Set tasks
[1] Say whether each statement agrees with the proof on the major straight line, answering yes or no and quoting the words of the proof that decide it: (a) *DE* is bisected at *F*. (b) *AE* is the lesser of the two terms of *AD*. (c) *AG* is commensurable in length with *GE*.
[2] Please write what follows in the proof on the major straight line, beginning after its final sentence.

Text block
· · · ·

If an area is contained by a rational straight line and the fourth binomial, then the side of the area is the irrational straight line called major.

Let the area *AC* be contained by the rational straight line *AB* and the fourth binomial *AD* divided into its terms at *E*, of which terms let *AE* be the greater.

I say that the side of the area *AC* is the irrational straight line called major.

Since *AD* is a fourth binomial straight line, therefore *AE* and *ED* are rational straight lines commensurable in square only, the square on *AE* is greater than the square on *ED* by the square on a straight line incommensurable with *AE*, and *AE* is commensurable in length with *AB*.

Bisect *DE* at *F*, and apply to *AE* a parallelogram, the rectangle *AG* by *GE*, equal to the square on *EF*. Then *AG* is incommensurable in length with *GE*.

Draw *GH*, *EK*, and *FL* parallel to *AB*, and make the rest of the construction as before.

It is then manifest that *MO* is the side of the area *AC*.

It is next to be proved that *MO* is the irrational straight line called major.

Since *AG* is incommensurable with *EG*, therefore *AH* is also incommensurable with *GK*, that is, *SN* with *NQ*. Therefore *MN* and *NO* are incommensurable in square.

Since *AE* is commensurable with *AB*, therefore *AK* is rational, and it equals the sum of the squares on *MN* and *NO*. Therefore the sum of the squares on *MN* and *NO* is also rational.

· · · ·

Records provided
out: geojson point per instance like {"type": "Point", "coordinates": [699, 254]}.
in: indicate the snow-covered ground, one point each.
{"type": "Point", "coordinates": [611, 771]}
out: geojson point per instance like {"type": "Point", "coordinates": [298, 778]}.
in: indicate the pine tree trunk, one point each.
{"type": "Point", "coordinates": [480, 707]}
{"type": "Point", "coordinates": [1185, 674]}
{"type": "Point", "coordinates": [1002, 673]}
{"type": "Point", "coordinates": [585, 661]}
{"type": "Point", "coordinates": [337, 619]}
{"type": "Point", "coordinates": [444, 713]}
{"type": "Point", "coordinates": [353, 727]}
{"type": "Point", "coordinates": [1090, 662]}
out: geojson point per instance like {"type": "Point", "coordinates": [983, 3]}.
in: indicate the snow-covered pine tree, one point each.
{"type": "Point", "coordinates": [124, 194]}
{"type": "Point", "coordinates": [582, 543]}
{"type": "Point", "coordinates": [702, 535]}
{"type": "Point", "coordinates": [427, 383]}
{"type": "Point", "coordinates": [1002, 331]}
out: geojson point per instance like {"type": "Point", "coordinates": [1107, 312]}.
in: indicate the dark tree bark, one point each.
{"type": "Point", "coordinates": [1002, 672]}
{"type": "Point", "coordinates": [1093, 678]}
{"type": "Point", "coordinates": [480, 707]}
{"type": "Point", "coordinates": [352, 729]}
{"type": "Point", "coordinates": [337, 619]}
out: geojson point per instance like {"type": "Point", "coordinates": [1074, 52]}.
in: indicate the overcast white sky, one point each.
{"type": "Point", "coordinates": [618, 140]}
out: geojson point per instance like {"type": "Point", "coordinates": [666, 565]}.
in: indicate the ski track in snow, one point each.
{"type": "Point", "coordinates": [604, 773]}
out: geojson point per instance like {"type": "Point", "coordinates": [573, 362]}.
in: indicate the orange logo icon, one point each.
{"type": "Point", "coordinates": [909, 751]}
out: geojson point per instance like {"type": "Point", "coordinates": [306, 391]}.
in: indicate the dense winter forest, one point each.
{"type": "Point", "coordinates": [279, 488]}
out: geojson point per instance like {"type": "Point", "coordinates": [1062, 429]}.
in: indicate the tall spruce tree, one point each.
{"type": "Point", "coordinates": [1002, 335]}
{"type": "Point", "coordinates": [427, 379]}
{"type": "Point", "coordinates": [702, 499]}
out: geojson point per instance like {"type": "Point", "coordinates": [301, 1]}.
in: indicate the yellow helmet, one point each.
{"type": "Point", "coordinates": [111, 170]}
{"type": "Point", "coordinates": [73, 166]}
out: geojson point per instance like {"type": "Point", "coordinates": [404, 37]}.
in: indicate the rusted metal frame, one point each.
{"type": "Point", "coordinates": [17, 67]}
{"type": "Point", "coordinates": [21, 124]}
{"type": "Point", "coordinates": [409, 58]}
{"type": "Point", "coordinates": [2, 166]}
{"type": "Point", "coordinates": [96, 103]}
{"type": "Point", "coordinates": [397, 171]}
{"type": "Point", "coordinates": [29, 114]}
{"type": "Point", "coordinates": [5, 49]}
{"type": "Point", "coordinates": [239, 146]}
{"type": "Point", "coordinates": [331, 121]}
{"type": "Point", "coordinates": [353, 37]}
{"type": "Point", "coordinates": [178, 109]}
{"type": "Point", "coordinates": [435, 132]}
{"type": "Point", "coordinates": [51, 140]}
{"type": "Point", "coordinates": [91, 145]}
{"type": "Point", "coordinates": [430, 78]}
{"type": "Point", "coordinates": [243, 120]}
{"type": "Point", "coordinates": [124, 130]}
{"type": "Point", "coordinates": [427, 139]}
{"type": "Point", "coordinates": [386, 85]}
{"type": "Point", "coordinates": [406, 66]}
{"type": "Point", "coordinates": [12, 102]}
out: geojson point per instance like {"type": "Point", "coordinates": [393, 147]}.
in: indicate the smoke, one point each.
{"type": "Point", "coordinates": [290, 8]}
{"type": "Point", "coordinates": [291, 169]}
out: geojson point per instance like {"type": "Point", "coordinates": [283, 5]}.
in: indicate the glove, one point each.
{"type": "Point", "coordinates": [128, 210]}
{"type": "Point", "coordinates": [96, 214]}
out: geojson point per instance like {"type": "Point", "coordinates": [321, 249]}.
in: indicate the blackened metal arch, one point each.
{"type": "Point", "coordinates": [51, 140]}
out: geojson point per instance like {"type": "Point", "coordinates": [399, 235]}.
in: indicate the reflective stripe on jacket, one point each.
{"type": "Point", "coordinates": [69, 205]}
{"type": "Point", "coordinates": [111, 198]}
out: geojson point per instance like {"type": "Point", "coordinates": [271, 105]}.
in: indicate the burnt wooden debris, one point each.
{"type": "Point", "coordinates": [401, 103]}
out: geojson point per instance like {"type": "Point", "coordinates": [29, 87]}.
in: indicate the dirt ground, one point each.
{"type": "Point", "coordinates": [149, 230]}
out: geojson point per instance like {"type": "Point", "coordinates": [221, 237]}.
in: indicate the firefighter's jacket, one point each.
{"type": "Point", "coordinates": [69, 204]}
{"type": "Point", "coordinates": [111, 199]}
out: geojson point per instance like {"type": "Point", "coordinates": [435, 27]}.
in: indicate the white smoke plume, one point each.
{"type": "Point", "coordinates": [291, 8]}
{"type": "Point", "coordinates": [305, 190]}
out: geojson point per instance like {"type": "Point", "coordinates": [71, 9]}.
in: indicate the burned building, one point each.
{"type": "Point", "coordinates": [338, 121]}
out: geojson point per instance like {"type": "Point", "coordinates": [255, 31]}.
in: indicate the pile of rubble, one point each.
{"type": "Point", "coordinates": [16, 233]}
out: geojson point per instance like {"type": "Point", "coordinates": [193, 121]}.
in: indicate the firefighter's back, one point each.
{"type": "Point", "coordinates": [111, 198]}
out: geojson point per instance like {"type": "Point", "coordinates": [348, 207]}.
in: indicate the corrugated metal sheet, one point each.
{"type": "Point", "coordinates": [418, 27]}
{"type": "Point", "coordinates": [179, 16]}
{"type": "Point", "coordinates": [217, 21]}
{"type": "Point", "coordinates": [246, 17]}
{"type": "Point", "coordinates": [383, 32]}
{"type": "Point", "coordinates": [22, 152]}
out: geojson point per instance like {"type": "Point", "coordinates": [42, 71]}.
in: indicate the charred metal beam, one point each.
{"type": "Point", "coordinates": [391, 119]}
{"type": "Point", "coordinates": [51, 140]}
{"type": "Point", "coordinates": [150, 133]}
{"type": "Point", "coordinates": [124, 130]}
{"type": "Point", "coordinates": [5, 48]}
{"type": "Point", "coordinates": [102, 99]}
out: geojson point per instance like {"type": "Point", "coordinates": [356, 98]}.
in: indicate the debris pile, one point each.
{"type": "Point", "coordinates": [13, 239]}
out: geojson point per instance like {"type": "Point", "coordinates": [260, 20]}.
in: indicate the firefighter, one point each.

· · · ·

Outputs by task
[1]
(a) Yes: "Bisect *DE* at *F*"
(b) No: "of which terms let *AE* be the greater"
(c) No: "Then *AG* is incommensurable in length with *GE*."

[2]
Since *DE* is incommensurable in length with *AB*, that is, with *EK*, while *DE* is commensurable with *EF*, therefore *EF* is incommensurable in length with *EK*.

Therefore *EK* and *EF* are rational straight lines commensurable in square only. Therefore *LE*, that is, *MR*, is medial.

And it is contained by *MN* and *NO*, therefore the rectangle *MN* by *NO* is medial. And the sum of the squares on *MN* and *NO* is rational, and *MN* and *NO* are incommensurable in square.

But, if two straight lines incommensurable in square and making the sum of the squares on them rational, but the rectangle contained by them medial, are added together, then the whole is irrational and is called major. Therefore *MO* is the irrational straight line called major and is the side of the area *AC*.

Therefore, *if an area is contained by a rational straight line and the fourth binomial, then the side of the area is the irrational straight line called major.*

Q.E.D.